*** THE INPUT ***
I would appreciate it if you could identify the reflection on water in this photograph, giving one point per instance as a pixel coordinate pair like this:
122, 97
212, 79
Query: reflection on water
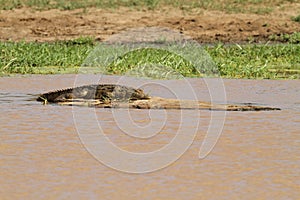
42, 157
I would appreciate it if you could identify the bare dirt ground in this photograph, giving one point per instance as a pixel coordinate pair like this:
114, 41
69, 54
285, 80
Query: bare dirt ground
203, 26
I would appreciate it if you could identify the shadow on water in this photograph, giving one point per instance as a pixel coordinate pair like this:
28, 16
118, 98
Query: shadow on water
41, 155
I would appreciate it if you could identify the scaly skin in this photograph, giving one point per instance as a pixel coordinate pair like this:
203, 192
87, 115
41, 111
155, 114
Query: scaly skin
103, 92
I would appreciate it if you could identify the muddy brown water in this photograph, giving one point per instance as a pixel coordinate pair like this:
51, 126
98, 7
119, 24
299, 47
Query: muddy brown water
256, 157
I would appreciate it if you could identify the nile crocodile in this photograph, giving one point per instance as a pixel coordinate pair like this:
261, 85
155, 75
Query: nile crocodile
118, 96
101, 92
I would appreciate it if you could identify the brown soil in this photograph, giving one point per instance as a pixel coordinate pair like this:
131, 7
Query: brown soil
203, 26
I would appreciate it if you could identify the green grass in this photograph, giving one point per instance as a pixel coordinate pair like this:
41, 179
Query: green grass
296, 19
233, 61
230, 6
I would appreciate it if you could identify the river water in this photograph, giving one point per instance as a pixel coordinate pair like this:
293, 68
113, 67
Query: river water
46, 150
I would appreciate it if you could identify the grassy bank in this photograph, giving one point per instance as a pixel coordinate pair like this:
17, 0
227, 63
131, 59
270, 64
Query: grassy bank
232, 61
229, 6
***
-- EXERCISE OBJECTIVE --
Reproduce the material above in full and without alteration, but skip all pictures.

-- TASK ANSWER --
I would appreciate it if you could identify the reflection on water in this photograph, giving one point per instance as a pixel coordinate pair like this:
122, 97
212, 79
Query: reflection on water
42, 157
I would appreciate it if you could identify the bare dirt ground in this photograph, giving one point per instance as a pixel coordinate pair like this:
114, 41
69, 54
285, 80
Query: bare dirt ground
203, 26
I would appreciate it if you could identify the shadow on water in this photograph, giving one point per instance as a pixel coordinate pair like this:
28, 16
118, 98
Query: shadow on water
41, 155
I would appreciate it if you could identify the scaly skin in this photograph, giving one point per instance as a pixel coordinate pair like this:
203, 192
87, 115
41, 111
155, 114
Query: scaly skin
103, 92
I would appreciate it if you could identify the muddy brown water in this photograph, giving one point per instance as a pixel coordinate pair like this:
51, 126
98, 7
119, 24
299, 47
Query: muddy brown water
256, 157
I would appreciate it if you could identify the nile crocodile in this photograph, giving one point per instance as a pixel coordinate pair like this:
261, 85
155, 75
Query: nile crocodile
118, 96
101, 92
I would appreciate it if you could identify the brown soil in this photograph, giving one point per instance as a pixel coordinate pair like this:
131, 7
Query: brown soil
203, 26
I would appreciate it if you could identify the green grass in this photograph, giving one point per instance as a pixel coordinate pair like this:
41, 179
Query: green grass
296, 19
233, 61
230, 6
I would appreciate it if you could identify the river water in this photograph, giving one point per instance as a pixel coordinate pair like this:
293, 68
113, 67
Query: river water
46, 150
I would appreciate it if you could identify the grassy bank in this photograph, giving one point per instance as a pixel coordinate pair like this:
17, 0
227, 63
131, 59
270, 64
Query: grassy bank
232, 61
229, 6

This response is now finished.